### Short problem:
Render every one of the lines below as a JSON list of strings, one string per line, leaving out the blank lines.

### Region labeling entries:
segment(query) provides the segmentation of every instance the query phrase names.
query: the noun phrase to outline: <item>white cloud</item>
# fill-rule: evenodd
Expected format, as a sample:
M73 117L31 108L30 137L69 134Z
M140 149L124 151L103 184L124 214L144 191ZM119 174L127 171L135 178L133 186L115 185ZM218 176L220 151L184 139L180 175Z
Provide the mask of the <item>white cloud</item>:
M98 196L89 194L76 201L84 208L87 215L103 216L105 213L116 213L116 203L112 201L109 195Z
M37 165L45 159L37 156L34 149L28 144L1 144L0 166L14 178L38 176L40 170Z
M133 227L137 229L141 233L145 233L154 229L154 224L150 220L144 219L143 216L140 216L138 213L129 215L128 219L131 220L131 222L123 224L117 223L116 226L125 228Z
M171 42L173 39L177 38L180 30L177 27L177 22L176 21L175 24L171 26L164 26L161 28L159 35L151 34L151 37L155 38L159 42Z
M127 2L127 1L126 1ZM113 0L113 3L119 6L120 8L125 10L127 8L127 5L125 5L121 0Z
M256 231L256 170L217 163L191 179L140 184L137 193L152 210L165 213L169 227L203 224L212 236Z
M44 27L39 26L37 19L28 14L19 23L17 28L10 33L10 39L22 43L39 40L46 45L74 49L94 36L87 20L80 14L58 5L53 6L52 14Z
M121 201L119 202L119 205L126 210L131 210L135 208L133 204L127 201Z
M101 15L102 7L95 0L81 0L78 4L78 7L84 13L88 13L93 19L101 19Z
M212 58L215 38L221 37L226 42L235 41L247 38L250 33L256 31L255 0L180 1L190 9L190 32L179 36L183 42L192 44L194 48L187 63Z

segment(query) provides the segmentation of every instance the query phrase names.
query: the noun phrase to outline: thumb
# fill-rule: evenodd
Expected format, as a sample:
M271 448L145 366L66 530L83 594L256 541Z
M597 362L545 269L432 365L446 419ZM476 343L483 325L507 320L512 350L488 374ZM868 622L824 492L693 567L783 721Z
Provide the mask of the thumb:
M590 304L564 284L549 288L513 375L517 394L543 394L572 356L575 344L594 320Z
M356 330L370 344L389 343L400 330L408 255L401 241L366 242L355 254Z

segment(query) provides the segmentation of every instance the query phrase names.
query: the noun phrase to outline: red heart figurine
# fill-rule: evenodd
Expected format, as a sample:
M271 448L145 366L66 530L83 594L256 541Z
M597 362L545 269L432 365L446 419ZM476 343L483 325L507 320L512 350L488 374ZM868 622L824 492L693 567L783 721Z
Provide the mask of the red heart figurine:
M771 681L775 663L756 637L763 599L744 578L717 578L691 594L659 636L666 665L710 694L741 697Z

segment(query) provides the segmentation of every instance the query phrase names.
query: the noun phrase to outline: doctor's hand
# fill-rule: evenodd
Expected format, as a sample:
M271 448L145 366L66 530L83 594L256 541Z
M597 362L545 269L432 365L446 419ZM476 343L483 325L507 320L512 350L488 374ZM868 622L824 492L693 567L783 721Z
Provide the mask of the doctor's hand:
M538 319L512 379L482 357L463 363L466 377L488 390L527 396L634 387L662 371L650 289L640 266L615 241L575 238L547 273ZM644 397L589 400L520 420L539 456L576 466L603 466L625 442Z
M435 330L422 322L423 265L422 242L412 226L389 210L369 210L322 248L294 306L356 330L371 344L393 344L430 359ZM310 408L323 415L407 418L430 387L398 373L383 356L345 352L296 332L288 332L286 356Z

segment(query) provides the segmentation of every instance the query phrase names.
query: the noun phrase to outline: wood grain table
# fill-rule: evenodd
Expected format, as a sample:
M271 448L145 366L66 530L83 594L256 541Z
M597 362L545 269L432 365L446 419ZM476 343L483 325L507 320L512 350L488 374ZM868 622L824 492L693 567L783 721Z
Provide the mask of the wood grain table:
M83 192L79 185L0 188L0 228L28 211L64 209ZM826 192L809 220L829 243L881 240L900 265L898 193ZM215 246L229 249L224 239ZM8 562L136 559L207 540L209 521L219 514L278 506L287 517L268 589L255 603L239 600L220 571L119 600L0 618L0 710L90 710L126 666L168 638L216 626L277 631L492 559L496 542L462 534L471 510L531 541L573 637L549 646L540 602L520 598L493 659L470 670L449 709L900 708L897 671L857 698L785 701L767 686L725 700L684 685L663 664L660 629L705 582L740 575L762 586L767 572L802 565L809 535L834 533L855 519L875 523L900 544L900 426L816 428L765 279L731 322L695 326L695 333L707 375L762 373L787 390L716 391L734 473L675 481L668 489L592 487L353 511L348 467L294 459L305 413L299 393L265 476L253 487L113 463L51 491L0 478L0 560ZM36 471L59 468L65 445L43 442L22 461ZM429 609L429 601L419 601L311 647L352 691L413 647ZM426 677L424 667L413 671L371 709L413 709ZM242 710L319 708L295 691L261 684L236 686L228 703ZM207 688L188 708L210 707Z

### Reply:
[
  "segment(query) provides the segmentation of every instance the query phrase names.",
  "query: the noun phrase to outline: <item>white cloud</item>",
  "# fill-rule: evenodd",
  "Expected format, as a sample:",
  "M73 117L31 108L30 137L69 134Z",
  "M140 149L124 151L103 184L124 214L144 191ZM119 174L127 171L135 178L133 186L115 185ZM218 176L220 151L184 139L180 175Z",
  "Provide the mask of the <item>white cloud</item>:",
  "M98 196L89 194L76 201L84 208L87 215L103 216L105 213L116 213L116 203L112 201L109 195Z",
  "M37 165L45 159L37 156L34 149L28 144L1 144L0 166L14 178L38 176L40 170Z",
  "M133 227L137 229L141 233L145 233L154 229L154 224L150 220L144 219L143 216L140 216L138 213L129 215L128 219L131 220L131 222L123 224L117 223L116 226L125 228Z",
  "M171 42L173 39L177 38L180 30L177 27L177 22L176 21L175 24L171 26L164 26L161 28L159 35L151 34L151 37L155 38L159 42Z",
  "M127 2L127 1L126 1ZM113 0L113 3L119 6L120 8L125 10L127 8L127 5L125 5L121 0Z",
  "M256 231L256 170L217 163L191 179L140 184L137 193L152 210L165 213L169 227L203 224L212 236Z",
  "M44 27L39 26L37 19L28 14L19 23L17 28L10 33L10 39L22 43L39 40L46 45L74 49L94 36L87 20L80 14L58 5L53 6L52 14Z",
  "M121 201L119 202L119 205L126 210L131 210L135 208L133 204L127 201Z",
  "M101 15L102 7L95 0L81 0L78 4L78 7L84 13L88 13L93 19L101 19Z",
  "M212 58L215 38L221 37L226 42L235 41L247 38L250 33L256 31L255 0L180 1L190 9L190 32L179 36L183 42L192 44L194 48L187 63Z",
  "segment(query) provides the segmentation of every instance the query phrase names.",
  "query: the noun phrase to outline: thumb",
  "# fill-rule: evenodd",
  "Expected format, as a sample:",
  "M271 448L145 366L66 530L83 594L256 541Z",
  "M597 362L545 269L432 365L446 419ZM476 343L483 325L507 320L512 350L488 374ZM868 622L824 492L693 567L783 721Z",
  "Provide the mask of the thumb:",
  "M590 304L564 284L549 288L513 375L517 394L543 394L572 356L575 344L594 320Z",
  "M356 330L370 344L389 343L400 330L408 255L401 241L366 242L355 254Z",
  "segment(query) provides the segmentation of every instance the query phrase names.",
  "query: the noun phrase to outline: red heart figurine",
  "# fill-rule: evenodd",
  "Expected format, as a sample:",
  "M271 448L145 366L66 530L83 594L256 541Z",
  "M597 362L545 269L432 365L446 419ZM476 343L483 325L507 320L512 350L488 374ZM868 622L824 492L693 567L783 721Z",
  "Provide the mask of the red heart figurine:",
  "M771 681L775 663L756 637L763 599L744 578L717 578L691 594L659 636L666 665L710 694L741 697Z",
  "segment(query) provides the segmentation of every instance the query phrase names.",
  "query: the noun phrase to outline: doctor's hand",
  "# fill-rule: evenodd",
  "Expected format, as a sample:",
  "M271 448L145 366L66 530L83 594L256 541Z",
  "M597 362L545 269L432 365L446 419ZM476 343L483 325L507 320L512 350L488 374ZM868 622L824 492L693 567L783 721Z",
  "Provide the mask of the doctor's hand:",
  "M538 319L512 379L482 357L463 363L466 377L488 390L527 396L634 387L662 371L650 289L640 266L615 241L575 238L547 273ZM644 397L589 400L520 420L539 456L576 466L603 466L625 442Z",
  "M435 330L422 322L423 265L422 242L412 226L389 210L369 210L322 248L294 306L356 330L371 344L393 344L430 359ZM310 408L323 415L407 418L430 387L398 373L383 356L345 352L296 332L288 332L286 356Z",
  "segment(query) provides the segmentation of every instance the query phrase names.",
  "query: the noun phrase to outline: wood grain table",
  "# fill-rule: evenodd",
  "Expected format, as a sample:",
  "M271 448L145 366L66 530L83 594L256 541Z",
  "M597 362L545 269L432 365L446 419ZM476 343L483 325L507 320L512 350L488 374ZM868 622L824 492L693 567L783 721Z",
  "Provide the mask of the wood grain table:",
  "M83 192L79 185L0 188L0 228L28 211L64 209ZM826 192L809 220L829 243L881 240L900 265L898 193ZM215 246L229 249L224 239ZM8 562L136 559L207 540L209 521L219 514L278 506L287 517L268 589L255 603L239 600L220 571L119 600L0 618L0 710L90 710L126 666L168 638L216 626L277 631L492 559L496 542L462 534L471 510L531 541L573 637L549 646L540 602L520 598L493 659L470 670L449 709L900 708L897 671L857 698L785 701L767 686L725 700L684 685L663 664L660 629L705 582L740 575L762 586L767 572L802 565L809 535L834 533L855 519L875 523L900 544L900 426L816 428L765 279L731 322L695 326L695 333L707 375L762 373L787 390L716 391L734 473L675 481L668 489L592 487L353 511L348 467L294 459L305 413L299 393L265 476L253 487L113 463L51 491L0 478L0 560ZM36 471L59 468L65 445L43 442L22 461ZM429 609L429 601L419 601L311 647L352 691L413 647ZM426 677L424 667L413 671L371 709L413 709ZM242 710L319 708L295 691L261 684L236 686L228 703ZM207 688L188 708L210 707Z"
]